** Opening Given data block **
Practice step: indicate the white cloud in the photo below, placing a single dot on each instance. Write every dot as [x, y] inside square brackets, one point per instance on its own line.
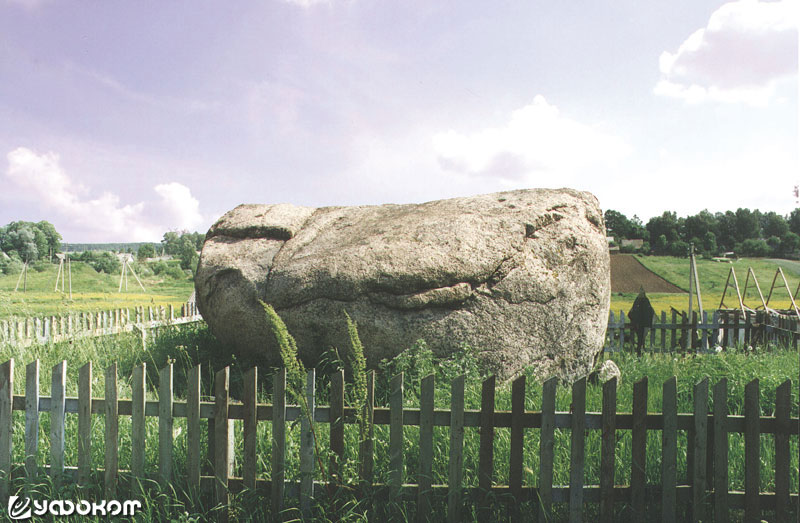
[40, 178]
[537, 139]
[744, 50]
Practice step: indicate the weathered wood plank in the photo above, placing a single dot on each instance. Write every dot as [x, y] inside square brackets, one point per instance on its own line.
[517, 439]
[486, 445]
[396, 433]
[111, 460]
[307, 447]
[337, 426]
[425, 475]
[221, 448]
[165, 424]
[577, 451]
[456, 465]
[193, 428]
[6, 425]
[639, 450]
[783, 403]
[58, 391]
[721, 513]
[278, 439]
[699, 479]
[752, 452]
[32, 420]
[669, 450]
[138, 430]
[607, 451]
[546, 444]
[249, 426]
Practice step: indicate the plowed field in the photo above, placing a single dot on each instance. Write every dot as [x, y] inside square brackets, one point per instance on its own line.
[628, 275]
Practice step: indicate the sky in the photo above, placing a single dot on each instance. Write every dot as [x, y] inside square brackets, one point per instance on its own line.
[120, 121]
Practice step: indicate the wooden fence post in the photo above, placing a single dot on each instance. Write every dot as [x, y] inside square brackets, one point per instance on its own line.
[221, 448]
[669, 450]
[57, 410]
[546, 441]
[32, 419]
[577, 451]
[721, 514]
[486, 452]
[6, 425]
[278, 439]
[424, 476]
[607, 450]
[307, 447]
[112, 432]
[85, 424]
[752, 452]
[165, 423]
[456, 465]
[193, 428]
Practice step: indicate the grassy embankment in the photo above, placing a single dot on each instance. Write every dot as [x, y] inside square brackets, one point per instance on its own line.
[91, 291]
[194, 344]
[712, 276]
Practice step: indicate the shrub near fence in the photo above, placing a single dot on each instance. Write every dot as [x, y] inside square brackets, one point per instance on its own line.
[703, 492]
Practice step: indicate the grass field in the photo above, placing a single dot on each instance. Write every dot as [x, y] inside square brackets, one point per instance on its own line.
[91, 291]
[189, 345]
[712, 276]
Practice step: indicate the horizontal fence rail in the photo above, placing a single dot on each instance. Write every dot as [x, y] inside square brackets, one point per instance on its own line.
[710, 333]
[23, 332]
[702, 491]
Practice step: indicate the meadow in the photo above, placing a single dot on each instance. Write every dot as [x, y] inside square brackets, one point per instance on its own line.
[91, 291]
[190, 345]
[712, 276]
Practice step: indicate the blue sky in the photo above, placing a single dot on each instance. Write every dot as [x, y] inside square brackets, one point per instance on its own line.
[119, 121]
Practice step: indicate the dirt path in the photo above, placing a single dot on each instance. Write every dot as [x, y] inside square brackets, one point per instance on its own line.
[628, 275]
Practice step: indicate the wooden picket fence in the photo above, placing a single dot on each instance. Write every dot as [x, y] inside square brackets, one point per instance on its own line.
[26, 331]
[705, 488]
[721, 328]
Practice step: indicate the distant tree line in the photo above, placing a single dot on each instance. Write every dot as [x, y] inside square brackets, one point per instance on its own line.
[745, 232]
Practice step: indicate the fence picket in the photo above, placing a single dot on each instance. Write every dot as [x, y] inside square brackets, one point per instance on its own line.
[32, 420]
[607, 449]
[546, 449]
[577, 450]
[193, 428]
[278, 439]
[515, 453]
[783, 403]
[699, 444]
[486, 445]
[424, 477]
[454, 493]
[396, 433]
[221, 457]
[307, 447]
[165, 423]
[138, 430]
[721, 451]
[752, 452]
[249, 426]
[58, 391]
[6, 425]
[639, 449]
[111, 433]
[669, 450]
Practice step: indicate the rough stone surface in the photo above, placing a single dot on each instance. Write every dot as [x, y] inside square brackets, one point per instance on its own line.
[521, 275]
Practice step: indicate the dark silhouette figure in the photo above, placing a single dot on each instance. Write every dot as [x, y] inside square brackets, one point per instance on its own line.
[641, 316]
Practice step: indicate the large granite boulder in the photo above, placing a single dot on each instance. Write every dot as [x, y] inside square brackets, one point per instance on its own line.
[523, 276]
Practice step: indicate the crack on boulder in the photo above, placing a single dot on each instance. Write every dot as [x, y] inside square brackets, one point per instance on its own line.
[540, 223]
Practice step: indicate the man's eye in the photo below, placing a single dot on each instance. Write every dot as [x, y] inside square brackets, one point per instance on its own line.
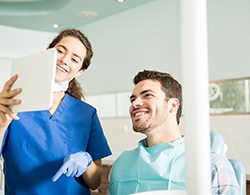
[75, 60]
[131, 100]
[148, 95]
[59, 51]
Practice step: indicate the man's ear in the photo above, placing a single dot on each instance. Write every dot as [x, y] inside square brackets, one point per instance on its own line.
[173, 104]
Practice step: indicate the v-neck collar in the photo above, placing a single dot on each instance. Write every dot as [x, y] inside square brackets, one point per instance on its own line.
[64, 103]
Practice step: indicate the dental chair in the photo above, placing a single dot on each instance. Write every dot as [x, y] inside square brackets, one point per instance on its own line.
[218, 145]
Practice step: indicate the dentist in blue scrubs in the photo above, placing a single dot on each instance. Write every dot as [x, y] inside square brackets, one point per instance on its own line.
[56, 151]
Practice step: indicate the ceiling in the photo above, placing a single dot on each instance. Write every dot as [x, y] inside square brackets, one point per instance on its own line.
[41, 15]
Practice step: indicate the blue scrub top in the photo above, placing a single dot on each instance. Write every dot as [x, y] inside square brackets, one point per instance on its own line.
[35, 146]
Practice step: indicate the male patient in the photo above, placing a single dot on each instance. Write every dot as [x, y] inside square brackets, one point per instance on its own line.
[158, 163]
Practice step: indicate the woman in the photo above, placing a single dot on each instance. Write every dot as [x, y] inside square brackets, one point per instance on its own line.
[59, 150]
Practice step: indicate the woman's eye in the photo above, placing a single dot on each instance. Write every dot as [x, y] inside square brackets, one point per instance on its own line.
[74, 60]
[59, 51]
[148, 95]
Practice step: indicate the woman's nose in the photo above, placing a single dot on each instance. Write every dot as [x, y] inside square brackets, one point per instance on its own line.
[64, 59]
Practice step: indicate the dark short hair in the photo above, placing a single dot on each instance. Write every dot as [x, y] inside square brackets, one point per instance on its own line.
[171, 87]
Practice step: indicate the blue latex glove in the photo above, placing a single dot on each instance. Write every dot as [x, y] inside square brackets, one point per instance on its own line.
[74, 165]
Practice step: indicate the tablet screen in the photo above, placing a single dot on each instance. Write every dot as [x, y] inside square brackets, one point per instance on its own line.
[36, 77]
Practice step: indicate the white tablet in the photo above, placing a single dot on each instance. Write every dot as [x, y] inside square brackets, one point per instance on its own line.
[36, 77]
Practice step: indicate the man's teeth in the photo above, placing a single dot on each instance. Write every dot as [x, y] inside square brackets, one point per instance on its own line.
[139, 113]
[58, 67]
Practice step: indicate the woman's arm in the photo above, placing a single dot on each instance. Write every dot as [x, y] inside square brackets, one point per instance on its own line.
[93, 175]
[6, 114]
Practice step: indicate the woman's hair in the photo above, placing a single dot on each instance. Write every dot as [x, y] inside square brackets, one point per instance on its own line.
[75, 88]
[171, 87]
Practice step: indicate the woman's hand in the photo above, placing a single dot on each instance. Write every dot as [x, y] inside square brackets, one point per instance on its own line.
[6, 100]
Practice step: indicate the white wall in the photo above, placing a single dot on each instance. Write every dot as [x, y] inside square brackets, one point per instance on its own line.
[148, 37]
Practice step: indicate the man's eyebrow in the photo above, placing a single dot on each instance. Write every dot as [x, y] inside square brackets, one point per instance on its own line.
[143, 92]
[67, 50]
** Closing Given data block **
Task brief ::
Skip every picture, and give the rest of the material above again exactly.

Result below ::
Practice step: indicate the white cloud in the photo below, placing a single dot on each instance. Write every dot as [x, y] inside square brackets, one point per instance on its own line.
[40, 178]
[537, 139]
[744, 50]
Practice step: indicate the weathered wood plank in the photo above, placing a single dot on each instance. Write every dot as [x, y] inside square brackets, one point per instance on its own line.
[517, 439]
[486, 445]
[396, 433]
[111, 460]
[307, 447]
[337, 426]
[425, 475]
[221, 448]
[165, 424]
[577, 451]
[456, 465]
[193, 428]
[6, 425]
[639, 450]
[783, 403]
[58, 391]
[721, 513]
[278, 439]
[699, 479]
[752, 452]
[32, 420]
[669, 450]
[138, 430]
[607, 451]
[546, 444]
[249, 426]
Practice step: indicate the plowed field in the photo above, placing a single dot on each instance. Write every dot as [x, y] inside square brackets, one point per instance on its own line.
[628, 275]
Practice step: indicate the sky in the photo above, placing a single dot on each instance. Write every dot as [x, y] inside square brackets, one point per instance on its own line.
[120, 121]
Practice step: indicate the wooden fence post in the photo above, placing a single dot on each instance. Write every dot as [x, y] inside square brackets, one point per instance on its own line.
[221, 448]
[669, 450]
[57, 410]
[546, 441]
[32, 419]
[577, 451]
[721, 514]
[486, 452]
[6, 425]
[278, 439]
[424, 476]
[607, 450]
[307, 447]
[112, 432]
[85, 424]
[752, 452]
[165, 423]
[456, 465]
[193, 428]
Practice step: indicate the grassy embankment in the photo above, placing a single dot on each instance. Write every dot as [x, y] inside square brackets, one point per instance on its own line.
[91, 291]
[194, 344]
[712, 276]
Practice step: indicate the shrub near fence in the photo above, placing a single dot on each instance. Write every dot as [x, y] inside square brackets, one point per instance on its own line.
[703, 492]
Practice step: indicate the grass field in the photo above, placing a single dot on each instance. Write every dot as [x, y] inside square brackets, one point per instance on its own line.
[91, 291]
[189, 345]
[712, 276]
Practice step: indicate the horizontal fence rail in the photo above, placing a single dot on each instance. Write every dot as [x, y] inside square brackets, one point per instance on its own line.
[710, 333]
[23, 332]
[702, 491]
Practice step: indicate the meadow in the photo above, placing a single dot on each instance. Write every dot as [x, y] inside square brackets, one point per instance on its own line.
[91, 291]
[190, 345]
[712, 276]
Practice step: indicate the blue sky in the photo above, placing a single dot on each instance. Write every dot as [x, y] inside square brackets, one point per instance on its own line.
[119, 121]
Practice step: indicate the dirt path in the photo above, placing a single dot on each instance. Write every dot as [x, y] inside square brackets, one point per instance on its own line.
[628, 275]
Practice step: indicate the wooden picket fence in the photo above, placing a single dot on each instance. Write every dot as [x, y] inside square brackets, one point per instance on its own line.
[26, 331]
[705, 488]
[721, 328]
Practice step: indicate the distant tree line in the photo above, placing a single dot on each instance. Write every dot as [x, y] inside square brackets, one point per instance on its own line.
[745, 232]
Practice step: indicate the fence picket in the photo above, placing a single dot on each instance. Write every dot as [x, y] inside square brackets, one point per instance on its own line.
[32, 420]
[607, 449]
[546, 449]
[577, 450]
[193, 428]
[278, 439]
[515, 453]
[783, 403]
[699, 444]
[486, 445]
[424, 477]
[454, 493]
[396, 433]
[221, 457]
[307, 447]
[165, 423]
[138, 430]
[721, 451]
[752, 452]
[249, 426]
[58, 391]
[6, 425]
[639, 449]
[111, 433]
[669, 450]
Practice step: indicate the rough stone surface in the photo above, placing a single dot on each instance. Write every dot as [x, y] inside square brackets, one point per instance on its own line.
[521, 275]
Practice step: indicate the dark silhouette figure in the photo above, placing a single dot on each instance. Write every dot as [x, y] inside square brackets, one point per instance on its own line.
[641, 316]
Practice step: indicate the large granite boulder in the photo above, placing a single dot on each instance. Write every dot as [x, y] inside square brackets, one point per instance on its own line.
[523, 276]
Practice step: indicate the crack on boulder in the photo above, placing a single dot on each instance. Write every dot as [x, y] inside square brackets, one point per instance on its own line.
[540, 223]
Practice step: indicate the man's eye in the photo below, placing a single dot on each instance. Write every dot as [x, y] inside square brackets, one point per instance on its own line.
[75, 60]
[131, 100]
[148, 95]
[59, 51]
Practice step: indicate the man's ear in the photo above, placing a single dot on each instance. Write every dot as [x, y] inside square brackets, one point per instance on its own line.
[173, 104]
Practice step: indicate the v-neck collar in the photo above, placing a single dot on each instance. Write every dot as [x, y] inside square brackets, one point per instance on its own line.
[64, 103]
Practice step: indicate the dental chair in the photo above, placing a single dot on each instance. Write every dot as [x, y] inside square brackets, one point per instance on its own line.
[218, 145]
Practice step: indicate the dentist in blue scrubs in the photo above, placing a single dot on each instance. Write every dot as [x, y] inside square brackets, one point per instance on its own line.
[56, 151]
Practice step: indicate the ceiling in the photo above, placing a single dot on each instance. Write every dot as [x, y] inside square brackets, one point per instance on its own line.
[41, 15]
Practice step: indicate the blue scrub top in the photo above, placing a single dot on each instance. Write every dot as [x, y] inside square brackets, one point per instance on its own line.
[35, 146]
Practice step: indicate the male patient in the photo above, placing a single dot on each instance. Write every dot as [x, y] inside square brackets, one point per instance on its own line.
[158, 163]
Practice step: indicate the woman in the photo above, placing a single dot on each instance. Write every dot as [x, y] inside square brackets, one point per instance on its own line.
[59, 150]
Practice step: indicate the woman's eye in the photo above, placing a single dot on each instance. Write every dot as [x, y] inside square brackets, one point per instance on its own line.
[74, 60]
[59, 51]
[148, 95]
Practice step: indicate the woman's nose in the photo above, placing a single dot on each instance. Write every dot as [x, y] inside square brackets, one point per instance on its own line.
[64, 59]
Practice step: indicate the dark short hair in the photo above, placing a single dot on each instance. Write every dot as [x, y] inside square brackets, one point per instance on its own line.
[171, 87]
Practice step: indicate the blue latex glove in the photo above, placing a single dot on each instance. Write every dot as [x, y] inside square brackets, one point per instance on its own line.
[74, 165]
Practice step: indicate the tablet screen in the photo above, placing a single dot on each instance. Write every dot as [x, y] inside square brackets, one point per instance on its own line.
[36, 77]
Practice step: indicate the white tablet in the photo above, placing a single dot on each instance. Write every dot as [x, y] inside square brackets, one point per instance on its own line.
[36, 77]
Practice step: indicate the man's teeth in the photo above, placing a single dot on each instance. Write every dot as [x, y] inside square brackets, one point per instance on its own line.
[139, 113]
[58, 67]
Practice step: indicate the woman's arm in the photo above, placing a single dot on each instance. Write every dot as [x, y] inside square brackets, one point per instance on its own line.
[93, 175]
[6, 114]
Practice step: indicate the woman's hair in the photo above, placing a single dot on each instance. Write every dot as [x, y] inside square brackets, one point per instance on its own line.
[75, 88]
[171, 87]
Practice step: indicate the woman's hand in the photo above, placing a single dot on each instance. Write every dot as [x, y] inside square brackets, one point per instance on its own line.
[6, 100]
Practice step: indicate the white wall in the photo above, placing a single dot on each instance. Write every dot as [x, y] inside square brackets, one point per instance on its own line.
[148, 37]
Practice step: indicate the man's eyebrow in the photo above, placing a single dot on each instance. Write every dot as [x, y] inside square brackets, one point per instance on its own line.
[143, 92]
[67, 50]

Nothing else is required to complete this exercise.